Point localization data:
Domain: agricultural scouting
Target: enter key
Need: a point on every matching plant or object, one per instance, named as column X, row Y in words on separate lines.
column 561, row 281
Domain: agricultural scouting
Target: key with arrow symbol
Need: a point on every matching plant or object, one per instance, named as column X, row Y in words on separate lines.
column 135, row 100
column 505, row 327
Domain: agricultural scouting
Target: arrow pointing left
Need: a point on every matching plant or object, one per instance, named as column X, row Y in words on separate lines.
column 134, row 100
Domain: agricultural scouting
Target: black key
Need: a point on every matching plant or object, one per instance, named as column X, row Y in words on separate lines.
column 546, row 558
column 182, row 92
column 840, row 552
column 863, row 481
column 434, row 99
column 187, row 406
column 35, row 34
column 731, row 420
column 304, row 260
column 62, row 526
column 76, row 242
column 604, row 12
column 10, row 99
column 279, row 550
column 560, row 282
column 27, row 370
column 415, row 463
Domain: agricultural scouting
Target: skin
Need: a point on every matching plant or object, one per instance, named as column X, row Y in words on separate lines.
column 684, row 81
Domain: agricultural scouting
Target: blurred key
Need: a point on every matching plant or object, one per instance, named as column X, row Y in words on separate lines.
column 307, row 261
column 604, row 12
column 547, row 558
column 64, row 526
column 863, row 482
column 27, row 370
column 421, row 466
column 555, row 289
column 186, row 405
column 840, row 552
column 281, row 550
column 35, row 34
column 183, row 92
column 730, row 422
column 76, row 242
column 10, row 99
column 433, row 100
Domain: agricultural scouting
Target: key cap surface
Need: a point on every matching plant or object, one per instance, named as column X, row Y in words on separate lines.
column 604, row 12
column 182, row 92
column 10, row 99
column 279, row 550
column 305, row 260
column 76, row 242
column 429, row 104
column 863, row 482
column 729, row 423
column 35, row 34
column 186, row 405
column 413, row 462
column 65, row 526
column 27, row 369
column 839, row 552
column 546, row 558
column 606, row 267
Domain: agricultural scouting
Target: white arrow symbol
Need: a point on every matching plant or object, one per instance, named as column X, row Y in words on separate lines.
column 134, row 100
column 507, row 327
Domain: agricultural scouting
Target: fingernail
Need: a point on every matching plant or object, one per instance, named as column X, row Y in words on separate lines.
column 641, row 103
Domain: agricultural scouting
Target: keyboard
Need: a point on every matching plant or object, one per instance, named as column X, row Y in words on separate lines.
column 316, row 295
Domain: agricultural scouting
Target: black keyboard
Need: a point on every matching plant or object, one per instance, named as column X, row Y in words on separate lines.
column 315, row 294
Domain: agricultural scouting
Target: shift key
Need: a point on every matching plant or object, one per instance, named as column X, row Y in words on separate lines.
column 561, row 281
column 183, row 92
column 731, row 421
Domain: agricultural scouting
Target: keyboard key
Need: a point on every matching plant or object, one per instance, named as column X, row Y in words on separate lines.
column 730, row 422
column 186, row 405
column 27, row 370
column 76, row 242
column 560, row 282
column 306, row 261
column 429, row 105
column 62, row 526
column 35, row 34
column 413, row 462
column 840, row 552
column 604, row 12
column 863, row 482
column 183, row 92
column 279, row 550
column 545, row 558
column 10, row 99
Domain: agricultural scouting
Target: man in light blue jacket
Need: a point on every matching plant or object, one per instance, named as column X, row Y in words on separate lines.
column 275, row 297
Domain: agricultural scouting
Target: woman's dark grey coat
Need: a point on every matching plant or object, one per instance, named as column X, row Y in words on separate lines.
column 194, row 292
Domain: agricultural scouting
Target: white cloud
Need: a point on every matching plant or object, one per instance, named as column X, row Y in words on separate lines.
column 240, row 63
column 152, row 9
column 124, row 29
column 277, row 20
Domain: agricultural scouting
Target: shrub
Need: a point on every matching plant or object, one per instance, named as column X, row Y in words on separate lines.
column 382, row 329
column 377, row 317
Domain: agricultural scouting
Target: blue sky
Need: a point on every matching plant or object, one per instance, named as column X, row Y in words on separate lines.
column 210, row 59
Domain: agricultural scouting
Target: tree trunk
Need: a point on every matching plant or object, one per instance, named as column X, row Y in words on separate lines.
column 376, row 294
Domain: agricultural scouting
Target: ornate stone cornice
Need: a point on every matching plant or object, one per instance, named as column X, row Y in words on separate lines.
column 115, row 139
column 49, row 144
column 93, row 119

### Problem to solve
A word-for-word transcription of all the data is needed.

### Answer space
Domain: agricultural scouting
Target: enter key
Need: a point on every matching plant or object, one per instance, named as column X, row Y in words on separate lines.
column 561, row 281
Domain: agricultural scouting
Target: key with arrow symbol
Need: a point on every matching plant or object, one per instance, named as column X, row Y in words on separate lines.
column 135, row 100
column 505, row 327
Domain: agricultural scouting
Target: arrow pointing left
Need: a point on every matching plant or object, one per instance, named as column X, row Y in words on separate lines.
column 134, row 100
Domain: agricultural scouting
Target: black key
Need: a point on every matching plant or object, one per instance, named as column X, row Y in words on separate lines.
column 546, row 558
column 182, row 92
column 840, row 552
column 863, row 481
column 434, row 99
column 187, row 406
column 35, row 34
column 731, row 420
column 304, row 260
column 62, row 526
column 76, row 242
column 604, row 12
column 10, row 99
column 279, row 550
column 560, row 282
column 27, row 370
column 415, row 463
Domain: agricultural scouting
Target: skin
Need: a point on every matching plant or object, one per instance, named as column X, row Y in words on separate lines.
column 684, row 81
Domain: agricultural scouting
Target: blurred key
Need: a point on every matching plant or object, one per instance, named as column X, row Y in words on separate lines.
column 307, row 261
column 604, row 12
column 547, row 558
column 64, row 526
column 863, row 482
column 27, row 370
column 421, row 466
column 555, row 289
column 186, row 405
column 840, row 552
column 281, row 550
column 35, row 34
column 183, row 92
column 730, row 422
column 76, row 242
column 10, row 99
column 433, row 100
Domain: agricultural scouting
Target: key cap surface
Need: a point on every matching plant or object, one per instance, named as column X, row Y in words on separate lines.
column 604, row 12
column 182, row 92
column 10, row 99
column 279, row 550
column 305, row 260
column 76, row 242
column 429, row 104
column 863, row 482
column 729, row 423
column 35, row 34
column 186, row 405
column 413, row 462
column 65, row 526
column 27, row 369
column 839, row 552
column 546, row 558
column 606, row 267
Domain: agricultural scouting
Target: white arrow symbol
Need: a point on every matching plant or object, one per instance, named as column X, row Y in words on separate lines.
column 134, row 100
column 507, row 327
Domain: agricultural scouting
Target: fingernail
Need: a point on every matching plant or object, one per instance, named as column X, row Y in words on separate lines.
column 641, row 103
Domain: agricultural scouting
Target: keyboard
Need: a point on every matching plant or object, one per instance, named as column X, row Y in words on separate lines.
column 316, row 295
Domain: agricultural scouting
Target: black keyboard
Need: a point on every matching plant or object, one per instance, named as column X, row Y in words on separate lines.
column 315, row 294
Domain: agricultural scouting
Target: shift key
Need: a point on every matching plant or object, one per instance, named as column X, row Y in words on separate lines.
column 561, row 281
column 183, row 92
column 731, row 421
Domain: agricultural scouting
Target: keyboard key
Need: a point on every matching plant or object, one per instance, named as column X, row Y in words on separate lines.
column 730, row 422
column 186, row 405
column 27, row 370
column 76, row 242
column 560, row 282
column 306, row 261
column 429, row 105
column 62, row 526
column 35, row 34
column 413, row 462
column 840, row 552
column 604, row 12
column 863, row 482
column 183, row 92
column 279, row 550
column 545, row 558
column 10, row 99
Domain: agricultural scouting
Target: man in light blue jacket
Need: a point on every matching plant or object, one per instance, named as column X, row Y in words on separate lines.
column 275, row 297
Domain: agricultural scouting
Target: woman's dark grey coat
Need: a point on every matching plant or object, one per instance, named as column X, row Y in words on separate lines.
column 194, row 292
Domain: agricultural scouting
Target: white cloud
Need: a point on every matching plant or object, one per instance, named as column X, row Y in words on separate lines.
column 240, row 63
column 152, row 9
column 124, row 29
column 277, row 20
Domain: agricultural scouting
Target: shrub
Need: a point on every matching plant or object, one per instance, named as column X, row Y in words on separate lines.
column 382, row 329
column 377, row 317
Domain: agricultural scouting
Target: blue sky
Need: a point on every matching plant or object, one per instance, named as column X, row Y in words on separate lines.
column 210, row 59
Domain: agricultural scouting
Target: tree trunk
Need: a point on every matching plant or object, one per instance, named as column X, row Y in words on separate lines.
column 376, row 294
Domain: agricultural scouting
Target: ornate stone cornice
Need: a point on every matching plant or object, one per instance, named as column X, row Y in words on separate lines.
column 115, row 139
column 49, row 144
column 93, row 119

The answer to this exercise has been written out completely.